In the text on the Guardian's Habima story, which settlement is Israel's national theatre company planning to perform in?

Text passage>
• • •

Guardian

Guardian story on Habima & settlements omits facts which undermine narrative


You can tell that the Guardian’s Jerusalem correspondent Peter Beaumont spends a lot of time associating with those on the radical fringes of Israeli society by reading the first three paragraphs of his Oct. 25th article ‘Israel’s national theatre company criticised for show in West Bank settlement’.

Israel’s national theatre company has announced it will perform in a hardline West Bank settlement, sparking a fierce row inside Israel’s artistic community.

The performance in the Israeli settlement of Kiryat Arba next to Hebron is planned to take place next month despite a growing chorus of criticism from Israeli cultural figures opposed to the move.

Although other theatre companies have performed in Kiryat Arba before, it is the first time that Habima – Israel’s national theatre – has performed in the settlement.

Of course, beyond a few outspoken voices within the artistic community (and the editors at Haaretz), it’s difficult to find evidence of “a growing chorus of criticism” within the country over the national theatre company’s decision to perform in a community across the green line.

• • •

Supplied records>
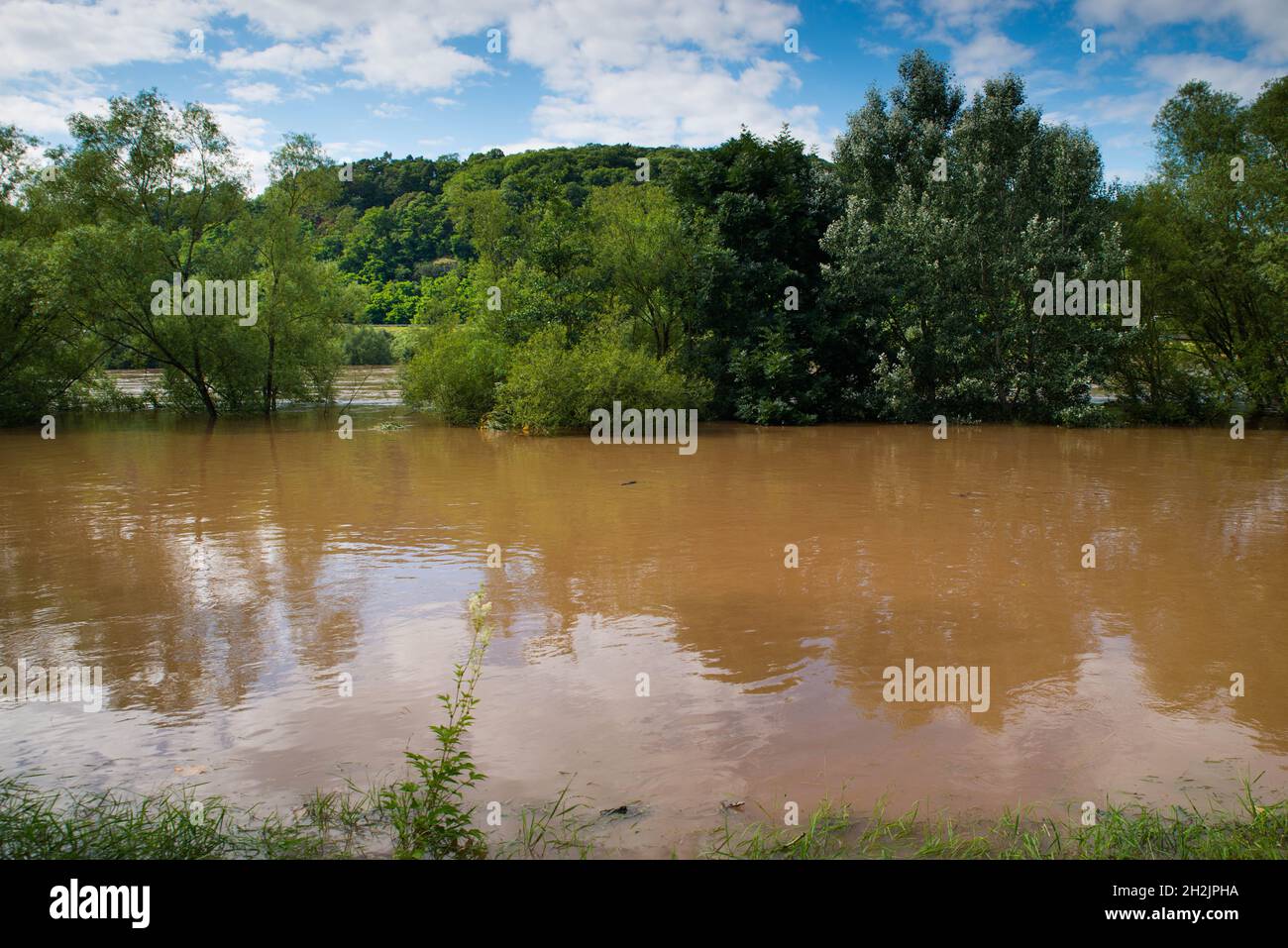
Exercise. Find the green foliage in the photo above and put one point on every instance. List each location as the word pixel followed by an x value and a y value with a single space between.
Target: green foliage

• • •

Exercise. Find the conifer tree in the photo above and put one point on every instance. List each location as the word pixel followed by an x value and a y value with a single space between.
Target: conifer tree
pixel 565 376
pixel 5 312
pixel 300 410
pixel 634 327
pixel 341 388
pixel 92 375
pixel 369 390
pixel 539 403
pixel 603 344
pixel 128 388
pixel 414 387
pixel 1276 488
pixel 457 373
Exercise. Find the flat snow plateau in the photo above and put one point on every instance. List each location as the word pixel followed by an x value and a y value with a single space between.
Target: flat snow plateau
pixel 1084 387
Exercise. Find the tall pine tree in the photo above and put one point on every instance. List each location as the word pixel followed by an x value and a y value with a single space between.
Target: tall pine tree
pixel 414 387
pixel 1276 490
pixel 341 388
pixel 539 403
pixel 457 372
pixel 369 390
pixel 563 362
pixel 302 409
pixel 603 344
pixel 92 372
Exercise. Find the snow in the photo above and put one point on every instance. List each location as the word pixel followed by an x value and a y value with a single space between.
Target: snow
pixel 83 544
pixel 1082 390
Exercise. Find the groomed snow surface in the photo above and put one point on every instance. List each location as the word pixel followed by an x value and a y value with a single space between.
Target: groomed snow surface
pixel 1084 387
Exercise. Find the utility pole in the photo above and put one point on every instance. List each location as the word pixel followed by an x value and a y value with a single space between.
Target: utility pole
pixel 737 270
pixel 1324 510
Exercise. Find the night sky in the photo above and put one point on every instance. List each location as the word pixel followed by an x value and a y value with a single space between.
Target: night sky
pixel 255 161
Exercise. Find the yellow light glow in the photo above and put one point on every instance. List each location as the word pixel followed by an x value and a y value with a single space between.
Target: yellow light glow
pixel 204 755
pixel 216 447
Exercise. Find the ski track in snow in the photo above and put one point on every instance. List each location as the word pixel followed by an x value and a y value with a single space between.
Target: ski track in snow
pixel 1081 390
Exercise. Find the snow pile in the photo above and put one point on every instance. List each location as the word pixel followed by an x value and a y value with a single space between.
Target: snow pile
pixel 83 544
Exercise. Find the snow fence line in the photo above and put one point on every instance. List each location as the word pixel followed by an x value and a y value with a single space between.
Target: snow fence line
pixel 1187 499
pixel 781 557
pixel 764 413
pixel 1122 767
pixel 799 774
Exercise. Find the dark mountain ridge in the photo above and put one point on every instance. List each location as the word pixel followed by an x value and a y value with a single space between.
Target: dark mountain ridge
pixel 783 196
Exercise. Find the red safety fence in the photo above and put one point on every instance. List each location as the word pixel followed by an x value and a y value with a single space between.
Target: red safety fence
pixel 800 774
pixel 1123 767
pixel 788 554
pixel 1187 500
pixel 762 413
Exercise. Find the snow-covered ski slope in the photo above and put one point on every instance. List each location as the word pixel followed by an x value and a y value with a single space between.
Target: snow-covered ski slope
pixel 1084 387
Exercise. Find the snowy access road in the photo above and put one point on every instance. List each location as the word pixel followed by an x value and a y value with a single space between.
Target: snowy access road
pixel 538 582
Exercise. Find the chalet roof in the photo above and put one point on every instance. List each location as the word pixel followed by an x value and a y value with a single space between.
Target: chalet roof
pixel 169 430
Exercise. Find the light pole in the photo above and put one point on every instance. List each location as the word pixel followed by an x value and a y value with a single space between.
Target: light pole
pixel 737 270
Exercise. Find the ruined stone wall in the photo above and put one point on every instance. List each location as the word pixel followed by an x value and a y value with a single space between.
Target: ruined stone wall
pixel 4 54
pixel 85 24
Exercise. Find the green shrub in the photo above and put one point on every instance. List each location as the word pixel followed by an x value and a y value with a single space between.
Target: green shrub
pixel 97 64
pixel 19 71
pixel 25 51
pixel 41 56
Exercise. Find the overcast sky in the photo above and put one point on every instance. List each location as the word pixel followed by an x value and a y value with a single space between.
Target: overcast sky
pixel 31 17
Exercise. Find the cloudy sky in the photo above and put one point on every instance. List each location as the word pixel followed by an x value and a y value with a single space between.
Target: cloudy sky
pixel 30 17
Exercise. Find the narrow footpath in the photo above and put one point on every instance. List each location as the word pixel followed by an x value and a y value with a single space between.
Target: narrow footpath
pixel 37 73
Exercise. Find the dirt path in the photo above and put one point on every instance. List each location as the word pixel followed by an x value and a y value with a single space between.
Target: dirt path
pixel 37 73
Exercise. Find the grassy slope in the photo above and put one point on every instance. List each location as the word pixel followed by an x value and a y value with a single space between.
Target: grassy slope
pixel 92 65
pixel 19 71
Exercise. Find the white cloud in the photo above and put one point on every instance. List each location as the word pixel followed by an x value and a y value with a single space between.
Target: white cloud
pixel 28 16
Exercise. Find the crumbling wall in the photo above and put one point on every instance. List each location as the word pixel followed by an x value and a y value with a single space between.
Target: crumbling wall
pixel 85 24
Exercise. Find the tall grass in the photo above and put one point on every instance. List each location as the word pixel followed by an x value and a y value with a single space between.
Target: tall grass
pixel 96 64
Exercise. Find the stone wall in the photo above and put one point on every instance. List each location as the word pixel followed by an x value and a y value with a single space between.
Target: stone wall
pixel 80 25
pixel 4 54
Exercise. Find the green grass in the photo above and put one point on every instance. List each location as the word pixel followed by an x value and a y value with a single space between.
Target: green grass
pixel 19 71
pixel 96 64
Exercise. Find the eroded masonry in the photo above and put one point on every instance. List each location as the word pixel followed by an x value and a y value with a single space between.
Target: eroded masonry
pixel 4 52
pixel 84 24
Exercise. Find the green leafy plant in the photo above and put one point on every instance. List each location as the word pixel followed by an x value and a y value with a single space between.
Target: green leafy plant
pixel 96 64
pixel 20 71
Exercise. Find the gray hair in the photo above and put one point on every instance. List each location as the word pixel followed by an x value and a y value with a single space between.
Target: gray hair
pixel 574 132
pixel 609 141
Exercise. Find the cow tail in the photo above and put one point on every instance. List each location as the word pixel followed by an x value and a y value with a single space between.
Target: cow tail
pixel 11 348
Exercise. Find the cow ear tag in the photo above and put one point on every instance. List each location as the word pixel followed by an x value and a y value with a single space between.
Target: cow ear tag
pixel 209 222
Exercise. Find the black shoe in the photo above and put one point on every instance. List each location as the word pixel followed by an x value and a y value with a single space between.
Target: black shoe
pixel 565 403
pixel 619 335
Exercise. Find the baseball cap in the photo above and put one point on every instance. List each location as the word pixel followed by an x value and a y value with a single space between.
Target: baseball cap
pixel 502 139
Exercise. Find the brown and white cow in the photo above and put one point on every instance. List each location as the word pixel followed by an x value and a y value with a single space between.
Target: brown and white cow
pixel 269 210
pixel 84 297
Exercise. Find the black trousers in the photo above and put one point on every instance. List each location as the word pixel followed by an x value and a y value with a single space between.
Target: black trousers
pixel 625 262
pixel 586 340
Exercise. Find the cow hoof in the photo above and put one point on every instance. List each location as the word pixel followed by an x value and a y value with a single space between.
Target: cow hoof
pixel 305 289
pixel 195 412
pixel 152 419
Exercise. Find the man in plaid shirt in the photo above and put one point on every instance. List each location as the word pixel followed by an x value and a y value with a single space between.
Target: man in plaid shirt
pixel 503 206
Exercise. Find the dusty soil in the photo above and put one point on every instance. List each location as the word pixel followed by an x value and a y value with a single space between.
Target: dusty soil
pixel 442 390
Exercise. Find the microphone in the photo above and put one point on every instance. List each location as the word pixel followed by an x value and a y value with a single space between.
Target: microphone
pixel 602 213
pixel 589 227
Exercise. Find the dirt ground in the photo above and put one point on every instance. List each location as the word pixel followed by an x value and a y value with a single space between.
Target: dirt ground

• • •

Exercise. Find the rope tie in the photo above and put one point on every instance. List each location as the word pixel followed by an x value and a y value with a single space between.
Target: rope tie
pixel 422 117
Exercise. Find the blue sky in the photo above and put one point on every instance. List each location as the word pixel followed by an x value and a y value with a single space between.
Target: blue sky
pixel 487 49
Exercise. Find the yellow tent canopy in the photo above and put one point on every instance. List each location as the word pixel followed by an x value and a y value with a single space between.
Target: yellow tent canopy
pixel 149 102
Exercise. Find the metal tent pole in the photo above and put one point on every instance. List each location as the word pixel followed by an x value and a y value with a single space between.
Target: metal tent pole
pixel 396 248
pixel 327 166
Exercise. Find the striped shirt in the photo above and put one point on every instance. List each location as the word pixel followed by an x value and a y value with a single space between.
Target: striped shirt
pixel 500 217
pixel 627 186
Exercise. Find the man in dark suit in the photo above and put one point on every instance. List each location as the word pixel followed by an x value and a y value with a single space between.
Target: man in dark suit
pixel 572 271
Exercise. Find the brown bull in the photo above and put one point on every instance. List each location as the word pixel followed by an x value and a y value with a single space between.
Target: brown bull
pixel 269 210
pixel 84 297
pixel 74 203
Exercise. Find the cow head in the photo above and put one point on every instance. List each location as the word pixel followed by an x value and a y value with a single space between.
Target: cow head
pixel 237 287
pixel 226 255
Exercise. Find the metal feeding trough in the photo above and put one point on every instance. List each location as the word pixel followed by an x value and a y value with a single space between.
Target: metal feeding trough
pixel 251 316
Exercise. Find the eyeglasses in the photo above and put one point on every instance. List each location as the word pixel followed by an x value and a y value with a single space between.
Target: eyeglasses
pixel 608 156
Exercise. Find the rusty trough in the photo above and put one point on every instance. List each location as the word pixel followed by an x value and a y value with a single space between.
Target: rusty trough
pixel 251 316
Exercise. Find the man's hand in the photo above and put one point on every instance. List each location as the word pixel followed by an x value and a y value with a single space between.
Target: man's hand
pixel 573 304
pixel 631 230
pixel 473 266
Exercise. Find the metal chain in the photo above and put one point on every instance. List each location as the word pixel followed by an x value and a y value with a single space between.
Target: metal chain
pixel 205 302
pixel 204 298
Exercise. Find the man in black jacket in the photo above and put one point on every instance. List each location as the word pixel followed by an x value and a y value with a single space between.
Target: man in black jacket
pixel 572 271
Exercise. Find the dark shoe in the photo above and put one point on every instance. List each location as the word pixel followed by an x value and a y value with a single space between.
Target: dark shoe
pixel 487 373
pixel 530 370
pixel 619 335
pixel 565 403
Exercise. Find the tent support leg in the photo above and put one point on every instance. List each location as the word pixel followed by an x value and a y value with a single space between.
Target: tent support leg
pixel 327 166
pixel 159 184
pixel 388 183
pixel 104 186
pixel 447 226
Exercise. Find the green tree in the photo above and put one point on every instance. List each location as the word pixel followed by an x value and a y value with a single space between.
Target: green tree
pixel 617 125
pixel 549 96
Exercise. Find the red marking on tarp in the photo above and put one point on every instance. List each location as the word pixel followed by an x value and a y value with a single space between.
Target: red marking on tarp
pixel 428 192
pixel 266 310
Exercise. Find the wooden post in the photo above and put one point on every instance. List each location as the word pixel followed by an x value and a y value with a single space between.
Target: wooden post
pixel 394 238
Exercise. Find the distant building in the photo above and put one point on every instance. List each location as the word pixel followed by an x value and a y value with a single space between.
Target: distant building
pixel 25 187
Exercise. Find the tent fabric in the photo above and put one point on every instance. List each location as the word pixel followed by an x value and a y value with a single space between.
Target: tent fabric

• • •

Solution to this problem> Kiryat Arba, next to Hebron.